#### Text for analysis
=== Section Start ===
One of the most common problems with statistical inference is not being
able to verify some assumptions of the assumed model for the data, such
as normality.

In these cases, it is usual to consider different alternatives such as
non-parametric tests, (which is usually labeled as having little power)
or permutations tests.

The logic of a permutations test, which we introduce in a simplified way
for the case of a two-group comparison problem, is as follows:

- Suppose we have obtained two samples of $ n_1 $ observations from a first group and $ n_2 $ observations of a second group respectively.
- To estimate the p-value of a hypotesis test:
  $H_o:\, \mu_1 = \mu_2$ versus $H_1:\, \mu_1 \neq \mu_2$ we must know the
  probability distribution of the test statistic, which can be
  the same as that of the two-sample t-test, under the null hypothesis.
=== Section End ===
#### Source data
=== Section Start ===
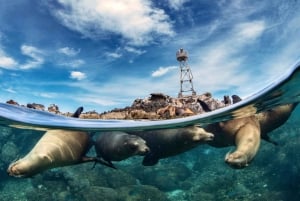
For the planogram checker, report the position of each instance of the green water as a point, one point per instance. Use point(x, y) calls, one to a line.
point(199, 174)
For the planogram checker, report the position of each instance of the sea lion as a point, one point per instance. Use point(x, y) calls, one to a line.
point(245, 133)
point(117, 146)
point(271, 119)
point(77, 113)
point(56, 148)
point(164, 143)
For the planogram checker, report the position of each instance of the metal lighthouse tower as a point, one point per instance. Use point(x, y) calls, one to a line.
point(186, 76)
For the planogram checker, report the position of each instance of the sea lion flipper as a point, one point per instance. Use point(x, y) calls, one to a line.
point(270, 140)
point(150, 160)
point(104, 162)
point(86, 159)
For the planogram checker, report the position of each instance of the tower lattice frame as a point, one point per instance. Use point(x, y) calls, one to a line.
point(186, 76)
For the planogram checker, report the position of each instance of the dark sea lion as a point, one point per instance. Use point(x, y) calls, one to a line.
point(56, 148)
point(169, 142)
point(244, 133)
point(117, 146)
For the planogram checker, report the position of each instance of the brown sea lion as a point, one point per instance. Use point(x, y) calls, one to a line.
point(274, 118)
point(169, 142)
point(118, 146)
point(56, 148)
point(245, 133)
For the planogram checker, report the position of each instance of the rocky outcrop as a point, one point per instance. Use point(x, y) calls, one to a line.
point(156, 106)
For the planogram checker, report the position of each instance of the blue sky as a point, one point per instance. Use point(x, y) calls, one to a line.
point(104, 54)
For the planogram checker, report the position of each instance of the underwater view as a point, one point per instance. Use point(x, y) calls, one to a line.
point(146, 100)
point(198, 174)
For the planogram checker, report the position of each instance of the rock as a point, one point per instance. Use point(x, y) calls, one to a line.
point(36, 106)
point(54, 109)
point(96, 193)
point(141, 192)
point(166, 177)
point(9, 152)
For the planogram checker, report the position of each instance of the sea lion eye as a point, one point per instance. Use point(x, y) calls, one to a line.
point(133, 146)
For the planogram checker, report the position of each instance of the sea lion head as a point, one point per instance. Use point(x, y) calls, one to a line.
point(199, 134)
point(236, 160)
point(26, 167)
point(136, 145)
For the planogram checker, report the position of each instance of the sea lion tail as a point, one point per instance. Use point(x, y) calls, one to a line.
point(77, 112)
point(204, 106)
point(103, 162)
point(268, 139)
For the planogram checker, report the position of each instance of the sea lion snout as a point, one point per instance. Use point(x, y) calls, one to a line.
point(144, 150)
point(202, 135)
point(236, 159)
point(15, 170)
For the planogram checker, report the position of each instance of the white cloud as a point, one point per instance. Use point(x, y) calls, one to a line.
point(47, 95)
point(134, 50)
point(250, 30)
point(162, 71)
point(6, 61)
point(10, 90)
point(177, 4)
point(74, 63)
point(138, 21)
point(77, 75)
point(35, 54)
point(114, 55)
point(68, 51)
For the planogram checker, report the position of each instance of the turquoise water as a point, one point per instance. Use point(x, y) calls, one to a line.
point(199, 174)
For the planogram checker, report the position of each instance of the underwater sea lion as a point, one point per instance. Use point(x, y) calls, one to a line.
point(56, 148)
point(77, 113)
point(271, 119)
point(245, 133)
point(117, 146)
point(164, 143)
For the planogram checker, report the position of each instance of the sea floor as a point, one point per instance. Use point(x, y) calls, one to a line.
point(199, 174)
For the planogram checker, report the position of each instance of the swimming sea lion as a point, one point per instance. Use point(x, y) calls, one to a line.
point(56, 148)
point(169, 142)
point(271, 119)
point(117, 146)
point(77, 112)
point(245, 133)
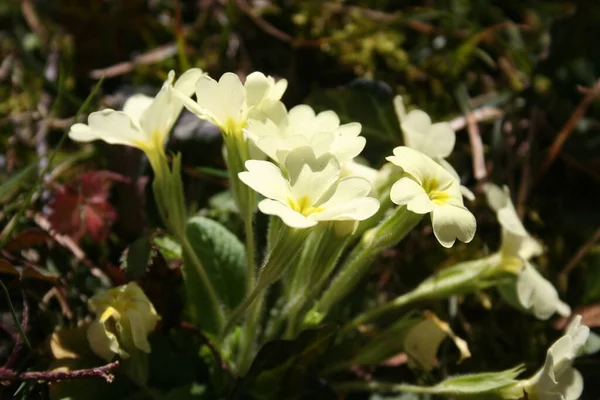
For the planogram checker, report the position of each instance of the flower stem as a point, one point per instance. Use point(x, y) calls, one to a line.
point(190, 255)
point(388, 234)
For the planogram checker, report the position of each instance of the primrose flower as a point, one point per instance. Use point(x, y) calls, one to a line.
point(531, 291)
point(124, 318)
point(434, 140)
point(144, 123)
point(429, 188)
point(423, 341)
point(311, 192)
point(229, 104)
point(557, 379)
point(302, 127)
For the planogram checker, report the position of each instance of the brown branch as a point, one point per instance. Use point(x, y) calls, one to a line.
point(479, 169)
point(153, 56)
point(53, 376)
point(568, 128)
point(576, 259)
point(273, 31)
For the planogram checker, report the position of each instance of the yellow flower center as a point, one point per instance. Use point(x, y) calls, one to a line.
point(432, 188)
point(233, 127)
point(303, 205)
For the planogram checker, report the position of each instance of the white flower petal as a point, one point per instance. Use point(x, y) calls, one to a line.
point(287, 215)
point(265, 178)
point(407, 191)
point(414, 163)
point(186, 83)
point(399, 108)
point(344, 190)
point(223, 100)
point(114, 127)
point(257, 87)
point(357, 209)
point(536, 294)
point(453, 222)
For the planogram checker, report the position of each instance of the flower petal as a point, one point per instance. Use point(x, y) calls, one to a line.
point(343, 191)
point(453, 222)
point(265, 178)
point(114, 127)
point(223, 100)
point(408, 192)
point(135, 106)
point(415, 163)
point(357, 209)
point(287, 215)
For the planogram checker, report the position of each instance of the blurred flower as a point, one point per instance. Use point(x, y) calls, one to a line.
point(313, 191)
point(557, 379)
point(229, 104)
point(144, 122)
point(81, 207)
point(434, 140)
point(124, 318)
point(531, 291)
point(423, 341)
point(429, 188)
point(302, 127)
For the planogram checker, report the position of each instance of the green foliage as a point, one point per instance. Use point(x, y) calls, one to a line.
point(291, 361)
point(222, 255)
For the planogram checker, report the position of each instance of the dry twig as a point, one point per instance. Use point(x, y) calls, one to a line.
point(104, 372)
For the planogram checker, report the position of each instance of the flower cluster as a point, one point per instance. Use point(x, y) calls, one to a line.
point(124, 318)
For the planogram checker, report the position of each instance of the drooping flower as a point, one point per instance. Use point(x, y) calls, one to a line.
point(557, 379)
point(311, 192)
point(429, 188)
point(423, 341)
point(531, 291)
point(229, 104)
point(434, 140)
point(124, 318)
point(303, 127)
point(144, 122)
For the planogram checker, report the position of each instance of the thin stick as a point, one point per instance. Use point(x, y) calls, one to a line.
point(568, 128)
point(53, 376)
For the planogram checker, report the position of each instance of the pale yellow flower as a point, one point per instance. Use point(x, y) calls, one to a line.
point(311, 191)
point(145, 122)
point(429, 188)
point(124, 318)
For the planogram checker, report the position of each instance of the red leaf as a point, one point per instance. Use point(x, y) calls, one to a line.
point(81, 207)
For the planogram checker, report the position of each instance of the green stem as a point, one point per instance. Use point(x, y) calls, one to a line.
point(212, 294)
point(358, 386)
point(388, 234)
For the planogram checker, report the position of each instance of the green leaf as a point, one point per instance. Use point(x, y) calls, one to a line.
point(473, 384)
point(293, 362)
point(168, 247)
point(138, 257)
point(223, 257)
point(12, 186)
point(192, 391)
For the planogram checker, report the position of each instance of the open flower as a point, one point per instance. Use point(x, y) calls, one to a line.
point(302, 127)
point(429, 188)
point(144, 122)
point(557, 379)
point(434, 140)
point(124, 318)
point(229, 104)
point(312, 192)
point(531, 291)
=== Section End ===
#### Questions to answer
a - In the text about permutation tests, list every symbol written in math notation that stands for a count, a group mean, or a hypothesis.
b - Continue the text about permutation tests, starting right after its last sentence.

#### Answers by task
a - n_1, n_2, H_o, H_1, μ_1, μ_2

b -
- Now, we need to realize that, if the null hypothesis were true, the labels we have assigned to individuals as belonging to group 1 and group 2 _have no reason to be_ since all would belong to the same group and would have been left by chance in the sample that we have considered of the first group or that we have considered of the second.
-  One way to evaluate to what extent this has been so is the following:

  1. Consider all possible permutations of the two samples
  2. On each permutation, the separation between group 1 and group 2 will be performed (for example, the first $n_1$ elements of the permuted sample are assigned to group 1 and the remainder to group 2).
  3. After reallocation, the value of the test statistic is calculated.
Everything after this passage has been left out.